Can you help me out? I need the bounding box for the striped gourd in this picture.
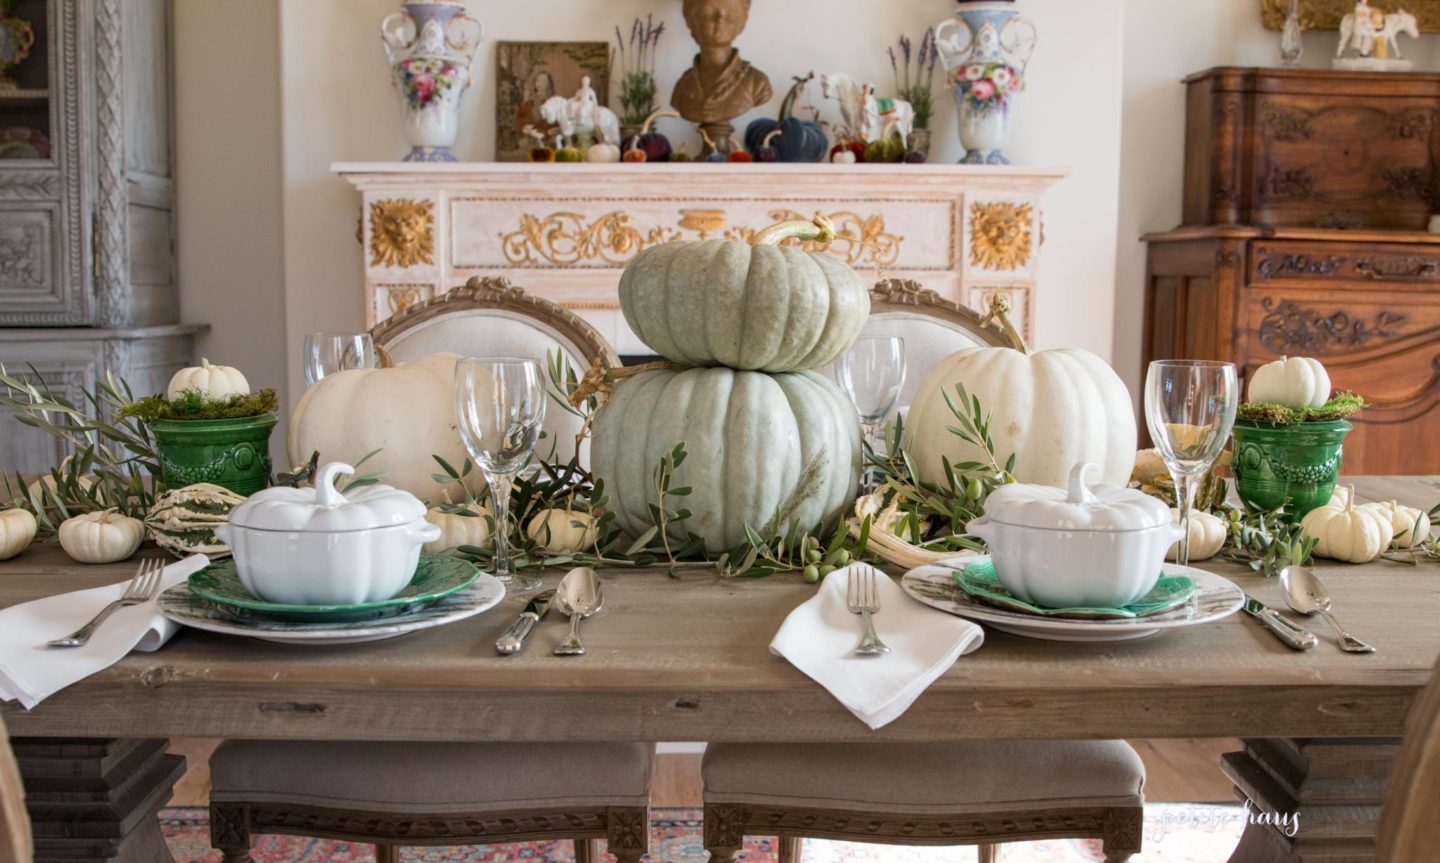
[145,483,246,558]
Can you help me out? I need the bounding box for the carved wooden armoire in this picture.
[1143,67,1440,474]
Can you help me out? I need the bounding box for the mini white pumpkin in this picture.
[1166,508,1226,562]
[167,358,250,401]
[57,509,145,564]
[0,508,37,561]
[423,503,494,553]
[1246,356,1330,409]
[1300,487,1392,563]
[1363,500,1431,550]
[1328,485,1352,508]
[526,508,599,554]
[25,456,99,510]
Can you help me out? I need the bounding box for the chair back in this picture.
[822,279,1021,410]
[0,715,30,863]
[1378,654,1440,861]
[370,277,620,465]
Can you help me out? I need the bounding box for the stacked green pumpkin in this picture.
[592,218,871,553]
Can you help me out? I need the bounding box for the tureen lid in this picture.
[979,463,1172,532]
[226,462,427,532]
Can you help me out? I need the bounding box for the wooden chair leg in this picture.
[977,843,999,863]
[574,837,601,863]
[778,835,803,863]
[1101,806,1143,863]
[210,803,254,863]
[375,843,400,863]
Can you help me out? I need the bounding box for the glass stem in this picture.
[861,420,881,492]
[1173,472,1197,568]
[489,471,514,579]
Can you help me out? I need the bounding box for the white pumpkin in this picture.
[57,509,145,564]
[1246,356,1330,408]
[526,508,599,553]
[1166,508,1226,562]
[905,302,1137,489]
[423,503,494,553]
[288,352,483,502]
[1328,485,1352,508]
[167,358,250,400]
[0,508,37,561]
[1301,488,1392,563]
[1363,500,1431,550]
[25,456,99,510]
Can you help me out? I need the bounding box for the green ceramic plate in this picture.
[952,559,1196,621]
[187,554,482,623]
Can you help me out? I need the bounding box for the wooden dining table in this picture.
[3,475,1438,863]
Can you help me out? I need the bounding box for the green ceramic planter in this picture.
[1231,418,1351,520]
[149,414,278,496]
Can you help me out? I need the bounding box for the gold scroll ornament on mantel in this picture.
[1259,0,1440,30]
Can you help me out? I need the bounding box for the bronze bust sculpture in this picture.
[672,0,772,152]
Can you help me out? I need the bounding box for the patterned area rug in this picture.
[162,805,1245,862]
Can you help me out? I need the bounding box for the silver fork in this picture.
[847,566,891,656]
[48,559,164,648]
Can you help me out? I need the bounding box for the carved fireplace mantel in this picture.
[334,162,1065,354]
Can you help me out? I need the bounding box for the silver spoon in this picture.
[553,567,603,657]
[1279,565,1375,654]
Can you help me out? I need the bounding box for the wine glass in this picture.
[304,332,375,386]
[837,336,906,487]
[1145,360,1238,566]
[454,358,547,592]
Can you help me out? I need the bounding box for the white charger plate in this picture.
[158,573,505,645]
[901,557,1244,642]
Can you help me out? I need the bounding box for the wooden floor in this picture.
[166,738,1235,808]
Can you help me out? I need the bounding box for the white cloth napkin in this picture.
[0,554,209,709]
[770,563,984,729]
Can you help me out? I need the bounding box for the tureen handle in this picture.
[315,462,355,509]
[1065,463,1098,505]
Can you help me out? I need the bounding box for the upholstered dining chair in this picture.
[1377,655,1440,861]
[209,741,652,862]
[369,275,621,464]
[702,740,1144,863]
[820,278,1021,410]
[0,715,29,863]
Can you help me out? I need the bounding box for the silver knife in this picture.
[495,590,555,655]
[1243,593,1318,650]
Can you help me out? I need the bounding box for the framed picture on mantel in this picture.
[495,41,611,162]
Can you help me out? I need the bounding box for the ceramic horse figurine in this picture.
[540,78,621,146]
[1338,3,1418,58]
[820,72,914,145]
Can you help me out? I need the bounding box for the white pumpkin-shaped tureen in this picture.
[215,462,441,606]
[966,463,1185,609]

◆ ◆ ◆

Work order: Word for word, restate the records shown above, minus the pictures.

Exercise solution:
Can you help me out? I need the bounding box for the striped gourd in this picture.
[145,483,246,558]
Can you help me out? I need the bounding box for the carved wooden armoire in this picture.
[1143,67,1440,474]
Can you help me out? I need the bounding box for the mini white pumpkin in this picture.
[1166,508,1226,562]
[167,358,250,401]
[57,509,145,564]
[0,508,37,561]
[423,503,494,553]
[1246,356,1330,409]
[1300,487,1392,563]
[1363,500,1431,550]
[1328,485,1352,508]
[526,508,599,554]
[25,456,99,510]
Can you help me out? I need the bounding box for the chair back in this picture.
[822,279,1021,410]
[0,715,30,863]
[1378,654,1440,861]
[370,277,620,465]
Can you help me out? I need the bounding box for the stacked green pumpkin in this picture.
[592,218,871,553]
Can you help me out? I need the bounding box for the tureen lid in this picture.
[979,463,1172,532]
[226,462,427,532]
Can you help me out? I need the bounding box for the wooden chair leg in this picture.
[977,843,999,863]
[574,837,601,863]
[778,835,803,863]
[1101,806,1143,863]
[210,803,254,863]
[375,843,400,863]
Can you help me out? I need the bounding box for the glass stem in this picture.
[861,420,881,492]
[1173,472,1197,568]
[489,471,514,579]
Can you help me out? I need the bounding box for the white pumpkin in this picture.
[57,509,145,564]
[1246,356,1330,408]
[526,508,599,553]
[1166,508,1226,562]
[905,302,1137,489]
[423,503,494,553]
[288,352,483,502]
[1328,485,1352,508]
[167,358,250,400]
[0,508,37,561]
[1301,488,1392,563]
[1363,500,1431,550]
[25,456,99,510]
Can you help me out? I need the bounding box for the green ceramic plate in this picture.
[952,559,1196,621]
[187,554,482,623]
Can you help me out? I need the bounding box for the wooden dining table in this picture.
[3,475,1438,863]
Can you help me out? I need the bounding box for the green ceramic planter in this picture.
[1231,418,1351,520]
[149,414,278,496]
Can you help me out? I need the bounding box for the gold scroll ornament on mantel in this picture.
[1259,0,1440,30]
Can you help me out? I need the bounding box for the bronze bust sculpture in this picture.
[672,0,772,152]
Can you help me out? I need the bounding box for the patterned area rug in this picture.
[162,805,1245,862]
Can you help me out? I need the bounding box for the silver fork in this picture.
[847,566,891,656]
[48,559,164,648]
Can you help me out? I need the bounding box for the carved fireplace mantel in this picture.
[334,162,1065,354]
Can you help me out? I need the bounding box for the silver spoon in this picture.
[553,567,603,657]
[1279,565,1375,654]
Can you help me out? I need the bounding box for the wine glass in this picture.
[304,332,375,386]
[837,336,906,487]
[1145,360,1238,566]
[454,358,547,592]
Can you help me out? I need the bounding box for the white charger plate in this picture.
[158,573,505,645]
[901,557,1244,642]
Can you help me out? I need the bounding box for the wooden floor in this picture.
[166,738,1235,808]
Can you help me out? I need the bounding box for the white cloth napkin in this picture.
[0,554,209,709]
[770,563,984,729]
Can you help me out? I need the bounding box for the tureen handle in this picture.
[315,462,355,509]
[1065,463,1098,505]
Can you help me out? I need the bounding box for the upholstered dining chair in this picture.
[1377,655,1440,861]
[209,741,652,862]
[369,275,621,464]
[702,740,1144,863]
[820,278,1021,410]
[0,715,29,863]
Can you help me out? I need the bounding box for the silver knife in this picture.
[495,590,555,655]
[1243,593,1318,650]
Can you help me out? I need the bounding box for the framed picture on mantel in this picture.
[495,41,611,162]
Can you help me out? I need the bounding box for the ceramic horse figurine in this picture.
[540,78,621,146]
[1338,3,1418,58]
[820,72,914,145]
Can you help me out? I need the bounding box for the white pumpkin-shaped tureen in this picture.
[215,462,441,606]
[966,463,1185,609]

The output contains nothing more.